9.2 De vervoerder respectievelijk reisorganisator is bevoegd vervoer dan wel verder vervoer aan de reiziger te (doen) ontzeggen en hem te (doen) gelasten de bus onmiddellijk te verlaten, indien de reiziger in strijd handelt met de hiervoor onder 9.1 vermelde verplichtingen, zonder dat de opdrachtgever of de reiziger ter zake aanspraak heeft op enige schadevergoeding of restitutie van (een deel van) de ritprijs of reissom.
9.3 De reiziger is voorts gehouden alle voor de reis noodzakelijke reisdocumenten, zoals onder meer een geldig paspoort en een geldig visum, bij zich te dragen, tijdig aanwezig te zijn voor het vertrek en ook steeds tijdig weer aanwezig te zijn voor het vertrek bij tussenstops en tevens de veiligheidsgordels, voor zover aanwezig, tijdens het rijden te bevestigen. Bij het vervoer van kinderen tot 12 jaar zijn de begeleiders verantwoordelijk voor het bevestigen van de veiligheidsgordels, voor zover aanwezig, tijdens het rijden. Ingeval van het niet beschikken over de noodzakelijke documenten, het niet-tijdig aanwezig zijn, de niet-tijdige terugkeer van de reiziger of de weigering om de veiligheidsgordels te bevestigen tot vertraging van betekenis kan leiden is de vervoerder respectievelijk reisorganisator bevoegd het vervoer respectievelijk de reis ten aanzien van deze reiziger niet verder uit te voeren, zonder dat de opdrachtgever of de reiziger ter zake aanspraak heeft op enige schadevergoeding of restitutie van de ritprijs of reissom.

--------------------------------------------------

Gegeven opdracht 1 –
Klopt elk van de volgende beweringen met het fragment over busvervoer? Antwoord per bewering met ja of nee en citeer de woorden uit het fragment die de doorslag geven.
(a) Bij kinderen tot 12 jaar moeten de begeleiders de veiligheidsgordels bevestigen.
(b) Een reiziger die op grond van 9.2 de bus moet verlaten, krijgt een deel van de ritprijs terug.
(c) De reiziger hoeft alleen bij het eerste vertrek op tijd aanwezig te zijn.
Gegeven opdracht 2 – Noem alle verplichtingen die de eerste zin van 9.3 in het fragment over busvervoer aan de reiziger oplegt.

Aanwijsrecords bij gelabelde objecten:

--------------------------------------------------

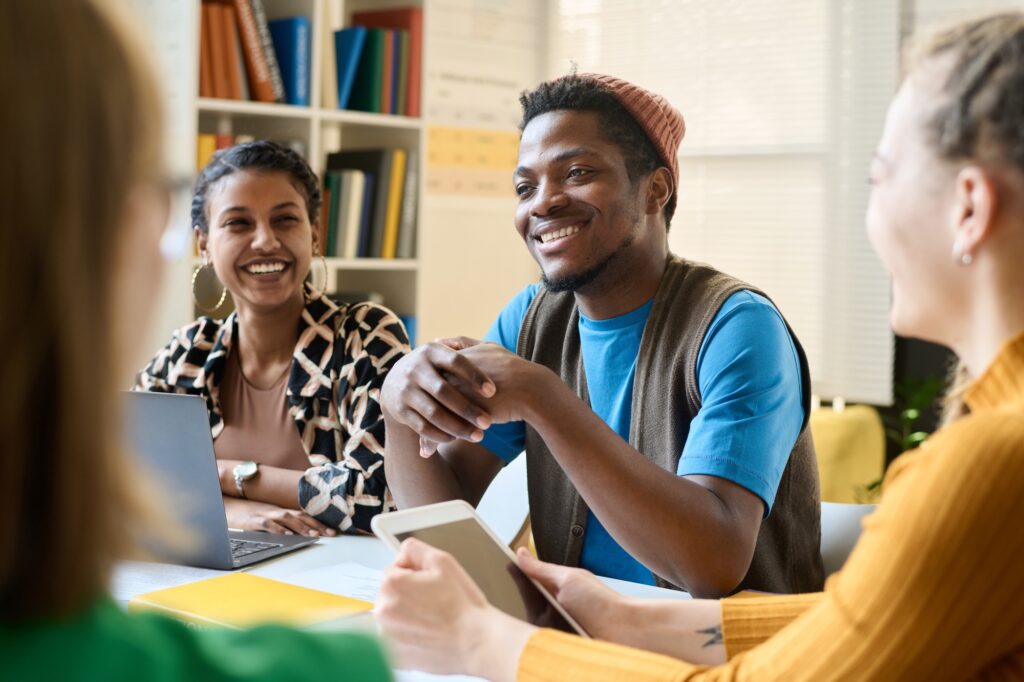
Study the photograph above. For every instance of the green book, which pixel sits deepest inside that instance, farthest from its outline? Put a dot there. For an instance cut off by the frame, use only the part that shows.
(370, 74)
(402, 109)
(334, 186)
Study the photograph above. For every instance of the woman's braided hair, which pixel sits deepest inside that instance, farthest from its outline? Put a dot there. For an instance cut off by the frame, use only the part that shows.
(261, 156)
(979, 114)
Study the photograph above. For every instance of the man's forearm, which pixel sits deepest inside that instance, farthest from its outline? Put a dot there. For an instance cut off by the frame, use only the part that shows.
(415, 480)
(676, 526)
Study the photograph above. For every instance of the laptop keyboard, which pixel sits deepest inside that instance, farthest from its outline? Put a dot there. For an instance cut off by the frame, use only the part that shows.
(242, 548)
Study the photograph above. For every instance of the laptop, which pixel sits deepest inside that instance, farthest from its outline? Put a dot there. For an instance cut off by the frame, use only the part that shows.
(170, 434)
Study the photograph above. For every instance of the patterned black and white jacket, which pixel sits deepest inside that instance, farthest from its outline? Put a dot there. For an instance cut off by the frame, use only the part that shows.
(340, 361)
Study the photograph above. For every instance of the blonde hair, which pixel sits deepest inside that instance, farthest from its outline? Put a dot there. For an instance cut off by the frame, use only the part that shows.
(81, 125)
(979, 114)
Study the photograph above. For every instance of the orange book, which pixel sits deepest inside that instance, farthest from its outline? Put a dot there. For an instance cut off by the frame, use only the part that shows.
(389, 248)
(407, 18)
(205, 58)
(230, 55)
(388, 70)
(206, 144)
(218, 52)
(257, 68)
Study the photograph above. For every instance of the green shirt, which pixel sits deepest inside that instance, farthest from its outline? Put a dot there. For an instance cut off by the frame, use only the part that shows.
(105, 643)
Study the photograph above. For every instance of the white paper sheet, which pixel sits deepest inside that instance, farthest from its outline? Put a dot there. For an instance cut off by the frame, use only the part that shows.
(417, 676)
(347, 579)
(134, 578)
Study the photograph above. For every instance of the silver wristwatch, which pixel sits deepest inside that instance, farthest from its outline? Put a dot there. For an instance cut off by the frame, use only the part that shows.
(243, 472)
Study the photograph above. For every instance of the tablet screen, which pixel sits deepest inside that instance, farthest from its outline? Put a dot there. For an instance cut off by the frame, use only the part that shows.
(498, 577)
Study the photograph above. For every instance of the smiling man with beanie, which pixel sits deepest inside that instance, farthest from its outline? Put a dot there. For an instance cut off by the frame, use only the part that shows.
(662, 405)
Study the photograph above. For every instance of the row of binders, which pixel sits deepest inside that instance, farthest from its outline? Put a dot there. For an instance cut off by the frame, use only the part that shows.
(370, 204)
(243, 55)
(378, 62)
(375, 64)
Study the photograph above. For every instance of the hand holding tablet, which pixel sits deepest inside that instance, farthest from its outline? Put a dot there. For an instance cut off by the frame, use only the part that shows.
(456, 528)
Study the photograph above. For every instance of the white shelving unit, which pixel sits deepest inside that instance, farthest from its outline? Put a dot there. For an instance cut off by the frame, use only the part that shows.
(325, 130)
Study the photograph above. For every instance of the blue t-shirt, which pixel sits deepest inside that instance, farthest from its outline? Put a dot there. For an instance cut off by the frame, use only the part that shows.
(751, 415)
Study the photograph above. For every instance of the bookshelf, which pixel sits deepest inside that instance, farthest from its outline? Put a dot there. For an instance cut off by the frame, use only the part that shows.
(320, 130)
(476, 58)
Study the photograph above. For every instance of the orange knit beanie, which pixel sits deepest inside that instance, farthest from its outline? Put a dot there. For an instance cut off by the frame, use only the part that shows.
(663, 123)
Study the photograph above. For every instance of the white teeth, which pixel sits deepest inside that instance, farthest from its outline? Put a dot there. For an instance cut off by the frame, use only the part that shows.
(559, 233)
(265, 268)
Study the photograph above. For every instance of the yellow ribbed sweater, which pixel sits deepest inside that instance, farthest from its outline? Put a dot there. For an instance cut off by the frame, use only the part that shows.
(934, 589)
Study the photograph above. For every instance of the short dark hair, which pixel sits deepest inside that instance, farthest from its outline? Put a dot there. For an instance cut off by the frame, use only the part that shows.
(259, 155)
(583, 94)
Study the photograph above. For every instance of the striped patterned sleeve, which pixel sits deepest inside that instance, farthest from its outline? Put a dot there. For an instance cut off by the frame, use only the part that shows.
(161, 375)
(347, 493)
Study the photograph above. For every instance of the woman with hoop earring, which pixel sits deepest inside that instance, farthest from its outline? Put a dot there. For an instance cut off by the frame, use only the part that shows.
(290, 378)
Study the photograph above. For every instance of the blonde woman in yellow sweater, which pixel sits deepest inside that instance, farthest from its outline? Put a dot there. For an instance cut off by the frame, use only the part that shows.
(935, 587)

--------------------------------------------------

Uitwerking 1 –
(a) Ja: "Bij het vervoer van kinderen tot 12 jaar zijn de begeleiders verantwoordelijk voor het bevestigen van de veiligheidsgordels"
(b) Nee: "zonder dat de opdrachtgever of de reiziger ter zake aanspraak heeft op enige schadevergoeding of restitutie van (een deel van) de ritprijs of reissom"
(c) Nee: "ook steeds tijdig weer aanwezig te zijn voor het vertrek bij tussenstops"

Uitwerking 2 –
- alle voor de reis noodzakelijke reisdocumenten bij zich dragen
- tijdig aanwezig zijn voor het vertrek
- steeds tijdig weer aanwezig zijn voor het vertrek bij tussenstops
- de veiligheidsgordels, voor zover aanwezig, tijdens het rijden bevestigen